▶ [Request]
Format every line of the data below as a JSON list of strings, one string per line, and omit the blank lines.

>> start Records provided

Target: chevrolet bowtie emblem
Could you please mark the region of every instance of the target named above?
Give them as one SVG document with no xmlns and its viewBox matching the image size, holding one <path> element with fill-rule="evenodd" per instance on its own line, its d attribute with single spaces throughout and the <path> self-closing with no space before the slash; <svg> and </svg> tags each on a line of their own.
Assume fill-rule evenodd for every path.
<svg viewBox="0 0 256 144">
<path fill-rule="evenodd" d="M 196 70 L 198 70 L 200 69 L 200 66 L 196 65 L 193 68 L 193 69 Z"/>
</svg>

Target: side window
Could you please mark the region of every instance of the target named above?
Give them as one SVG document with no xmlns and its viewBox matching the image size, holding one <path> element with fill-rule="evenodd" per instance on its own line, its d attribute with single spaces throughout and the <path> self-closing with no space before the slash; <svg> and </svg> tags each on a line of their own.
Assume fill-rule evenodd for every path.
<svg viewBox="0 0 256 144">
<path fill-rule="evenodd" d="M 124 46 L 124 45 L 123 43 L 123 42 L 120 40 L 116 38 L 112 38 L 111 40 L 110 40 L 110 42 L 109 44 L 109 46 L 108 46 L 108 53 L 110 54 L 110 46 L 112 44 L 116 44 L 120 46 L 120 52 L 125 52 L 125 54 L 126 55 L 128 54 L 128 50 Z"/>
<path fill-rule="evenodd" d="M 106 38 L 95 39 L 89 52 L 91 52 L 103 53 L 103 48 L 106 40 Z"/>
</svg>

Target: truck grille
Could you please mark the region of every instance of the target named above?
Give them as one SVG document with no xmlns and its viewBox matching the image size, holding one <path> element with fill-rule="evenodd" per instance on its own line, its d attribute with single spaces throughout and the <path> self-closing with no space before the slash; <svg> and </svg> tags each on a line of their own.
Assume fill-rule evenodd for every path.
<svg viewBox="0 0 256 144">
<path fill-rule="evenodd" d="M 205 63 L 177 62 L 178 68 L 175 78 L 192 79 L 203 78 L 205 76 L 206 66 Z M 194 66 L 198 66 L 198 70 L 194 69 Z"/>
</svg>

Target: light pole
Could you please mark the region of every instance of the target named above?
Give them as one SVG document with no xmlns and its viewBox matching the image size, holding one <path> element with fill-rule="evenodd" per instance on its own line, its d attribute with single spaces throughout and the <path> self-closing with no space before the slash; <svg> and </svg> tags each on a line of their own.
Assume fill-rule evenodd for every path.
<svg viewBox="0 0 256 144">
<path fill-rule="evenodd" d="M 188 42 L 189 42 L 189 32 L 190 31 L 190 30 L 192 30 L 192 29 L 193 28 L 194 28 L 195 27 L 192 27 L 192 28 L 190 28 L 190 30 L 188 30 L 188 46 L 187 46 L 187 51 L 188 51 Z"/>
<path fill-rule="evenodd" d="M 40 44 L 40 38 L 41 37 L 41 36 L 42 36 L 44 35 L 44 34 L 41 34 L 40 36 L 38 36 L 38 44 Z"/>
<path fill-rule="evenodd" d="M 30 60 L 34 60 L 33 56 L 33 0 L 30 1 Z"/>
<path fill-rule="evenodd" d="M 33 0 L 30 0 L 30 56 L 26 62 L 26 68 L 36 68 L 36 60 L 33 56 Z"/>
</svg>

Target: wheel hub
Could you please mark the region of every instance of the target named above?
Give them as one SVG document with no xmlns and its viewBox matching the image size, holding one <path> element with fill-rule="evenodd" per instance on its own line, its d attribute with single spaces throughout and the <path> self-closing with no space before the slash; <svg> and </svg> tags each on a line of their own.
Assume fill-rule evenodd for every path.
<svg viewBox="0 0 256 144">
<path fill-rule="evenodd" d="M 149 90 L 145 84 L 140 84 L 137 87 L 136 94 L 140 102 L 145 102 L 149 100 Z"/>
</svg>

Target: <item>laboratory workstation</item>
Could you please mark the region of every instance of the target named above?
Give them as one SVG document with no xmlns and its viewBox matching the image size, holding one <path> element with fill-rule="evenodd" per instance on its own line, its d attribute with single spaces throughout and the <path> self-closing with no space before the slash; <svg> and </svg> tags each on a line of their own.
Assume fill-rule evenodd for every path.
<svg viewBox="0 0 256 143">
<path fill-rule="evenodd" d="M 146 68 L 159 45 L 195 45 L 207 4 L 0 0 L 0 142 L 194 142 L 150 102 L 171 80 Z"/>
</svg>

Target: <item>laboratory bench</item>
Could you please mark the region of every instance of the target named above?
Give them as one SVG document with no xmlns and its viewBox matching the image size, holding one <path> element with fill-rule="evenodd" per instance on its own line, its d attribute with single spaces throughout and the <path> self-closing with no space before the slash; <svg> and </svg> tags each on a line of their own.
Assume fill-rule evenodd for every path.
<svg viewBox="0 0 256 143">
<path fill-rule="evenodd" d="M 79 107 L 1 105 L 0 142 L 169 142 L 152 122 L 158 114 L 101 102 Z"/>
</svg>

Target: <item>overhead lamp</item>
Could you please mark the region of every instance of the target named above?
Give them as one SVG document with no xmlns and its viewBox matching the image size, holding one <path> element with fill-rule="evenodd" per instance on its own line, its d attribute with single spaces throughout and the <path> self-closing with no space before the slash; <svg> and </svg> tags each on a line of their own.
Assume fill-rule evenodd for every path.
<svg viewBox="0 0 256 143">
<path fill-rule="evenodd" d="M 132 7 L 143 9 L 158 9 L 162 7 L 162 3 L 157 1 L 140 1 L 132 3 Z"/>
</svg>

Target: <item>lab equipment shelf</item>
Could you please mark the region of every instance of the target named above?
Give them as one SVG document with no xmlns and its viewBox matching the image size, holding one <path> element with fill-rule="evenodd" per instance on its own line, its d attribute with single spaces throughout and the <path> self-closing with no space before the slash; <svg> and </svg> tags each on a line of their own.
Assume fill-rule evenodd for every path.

>> end Records provided

▶ [Exercise answer]
[
  "Target: chevrolet bowtie emblem",
  "Could you please mark the region of every instance of the target named above?",
  "Give them as one SVG document with no xmlns and its viewBox matching the image size, holding one <path> element with fill-rule=\"evenodd\" per instance on its own line, its d attribute with single spaces throughout and the <path> self-closing with no space before the slash; <svg> and </svg> tags each on a line of their own.",
  "Assume fill-rule evenodd for every path.",
  "<svg viewBox=\"0 0 256 144\">",
  "<path fill-rule=\"evenodd\" d=\"M 196 70 L 198 70 L 200 69 L 200 66 L 196 65 L 193 68 L 193 69 Z\"/>",
  "</svg>",
  "Target: side window",
  "Could you please mark the region of every instance of the target named above?",
  "Give them as one SVG document with no xmlns and its viewBox matching the image size, holding one <path> element with fill-rule=\"evenodd\" per instance on its own line, its d attribute with single spaces throughout and the <path> self-closing with no space before the slash; <svg> and </svg> tags each on a line of their own.",
  "Assume fill-rule evenodd for every path.",
  "<svg viewBox=\"0 0 256 144\">",
  "<path fill-rule=\"evenodd\" d=\"M 124 46 L 124 45 L 123 43 L 123 42 L 120 40 L 116 38 L 112 38 L 111 40 L 110 40 L 110 42 L 109 44 L 109 46 L 108 46 L 108 53 L 110 54 L 110 46 L 112 44 L 116 44 L 120 46 L 120 52 L 125 52 L 125 54 L 126 55 L 128 54 L 128 50 Z\"/>",
  "<path fill-rule=\"evenodd\" d=\"M 106 38 L 95 39 L 89 52 L 91 52 L 103 53 L 103 48 L 106 40 Z\"/>",
  "</svg>",
  "Target: truck grille",
  "Could you please mark the region of every instance of the target named above?",
  "Give them as one SVG document with no xmlns and its viewBox matching the image size, holding one <path> element with fill-rule=\"evenodd\" per instance on its own line, its d attribute with single spaces throughout and the <path> self-closing with no space before the slash; <svg> and </svg> tags each on a line of their own.",
  "Assume fill-rule evenodd for every path.",
  "<svg viewBox=\"0 0 256 144\">",
  "<path fill-rule=\"evenodd\" d=\"M 205 63 L 177 62 L 178 68 L 175 78 L 192 79 L 203 78 L 205 76 L 206 66 Z M 194 66 L 198 66 L 198 70 L 194 69 Z\"/>",
  "</svg>",
  "Target: light pole",
  "Could you please mark the region of every instance of the target named above?",
  "Give them as one SVG document with no xmlns and its viewBox matching the image size, holding one <path> element with fill-rule=\"evenodd\" per instance on its own line, its d attribute with single spaces throughout and the <path> self-closing with no space before the slash; <svg> and </svg> tags each on a line of their own.",
  "Assume fill-rule evenodd for every path.",
  "<svg viewBox=\"0 0 256 144\">",
  "<path fill-rule=\"evenodd\" d=\"M 188 42 L 189 42 L 189 32 L 190 31 L 190 30 L 192 30 L 192 29 L 193 28 L 194 28 L 195 27 L 192 27 L 192 28 L 190 28 L 190 30 L 188 30 L 188 46 L 187 46 L 187 51 L 188 51 Z\"/>",
  "<path fill-rule=\"evenodd\" d=\"M 40 44 L 40 38 L 41 37 L 41 36 L 42 36 L 44 35 L 44 34 L 41 34 L 40 36 L 38 36 L 38 44 Z\"/>",
  "<path fill-rule=\"evenodd\" d=\"M 30 60 L 34 60 L 33 56 L 33 0 L 30 1 Z\"/>",
  "<path fill-rule=\"evenodd\" d=\"M 33 0 L 30 0 L 30 56 L 26 62 L 26 68 L 36 68 L 36 60 L 33 56 Z\"/>",
  "</svg>",
  "Target: wheel hub",
  "Could you please mark the region of every instance of the target named above?",
  "Give them as one SVG document with no xmlns and its viewBox matching the image size, holding one <path> element with fill-rule=\"evenodd\" per instance on its own line, its d attribute with single spaces throughout and the <path> self-closing with no space before the slash; <svg> and </svg> tags each on a line of their own.",
  "Assume fill-rule evenodd for every path.",
  "<svg viewBox=\"0 0 256 144\">",
  "<path fill-rule=\"evenodd\" d=\"M 149 90 L 145 84 L 140 84 L 137 87 L 136 94 L 140 102 L 145 102 L 149 100 Z\"/>",
  "</svg>",
  "Target: <item>laboratory workstation</item>",
  "Could you please mark the region of every instance of the target named above?",
  "Give them as one SVG document with no xmlns and its viewBox matching the image size, holding one <path> element with fill-rule=\"evenodd\" per instance on its own line, its d attribute with single spaces throughout and the <path> self-closing with no space before the slash; <svg> and </svg> tags each on a line of their own.",
  "Assume fill-rule evenodd for every path.",
  "<svg viewBox=\"0 0 256 143\">",
  "<path fill-rule=\"evenodd\" d=\"M 146 68 L 159 45 L 195 45 L 207 4 L 0 0 L 0 142 L 194 142 L 150 102 L 171 80 Z\"/>",
  "</svg>",
  "Target: <item>laboratory bench</item>",
  "Could you please mark the region of every instance of the target named above?",
  "Give them as one SVG document with no xmlns and its viewBox matching the image size, holding one <path> element with fill-rule=\"evenodd\" per instance on its own line, its d attribute with single spaces throughout and the <path> self-closing with no space before the slash; <svg> and </svg> tags each on a line of their own.",
  "Assume fill-rule evenodd for every path.",
  "<svg viewBox=\"0 0 256 143\">",
  "<path fill-rule=\"evenodd\" d=\"M 79 107 L 1 105 L 0 142 L 169 142 L 152 122 L 158 114 L 101 102 Z\"/>",
  "</svg>",
  "Target: <item>overhead lamp</item>",
  "Could you please mark the region of every instance of the target named above?",
  "Give them as one SVG document with no xmlns and its viewBox matching the image size, holding one <path> element with fill-rule=\"evenodd\" per instance on its own line, its d attribute with single spaces throughout and the <path> self-closing with no space before the slash; <svg> and </svg> tags each on a line of their own.",
  "Assume fill-rule evenodd for every path.",
  "<svg viewBox=\"0 0 256 143\">",
  "<path fill-rule=\"evenodd\" d=\"M 132 7 L 143 9 L 158 9 L 162 7 L 162 3 L 157 1 L 140 1 L 132 3 Z\"/>",
  "</svg>",
  "Target: <item>lab equipment shelf</item>",
  "Could you please mark the region of every instance of the target named above?",
  "Give them as one SVG document with no xmlns and its viewBox matching the image size, holding one <path> element with fill-rule=\"evenodd\" per instance on its own line, its d attribute with single spaces throughout and the <path> self-closing with no space before the slash; <svg> and </svg> tags each on a line of their own.",
  "Assume fill-rule evenodd for every path."
]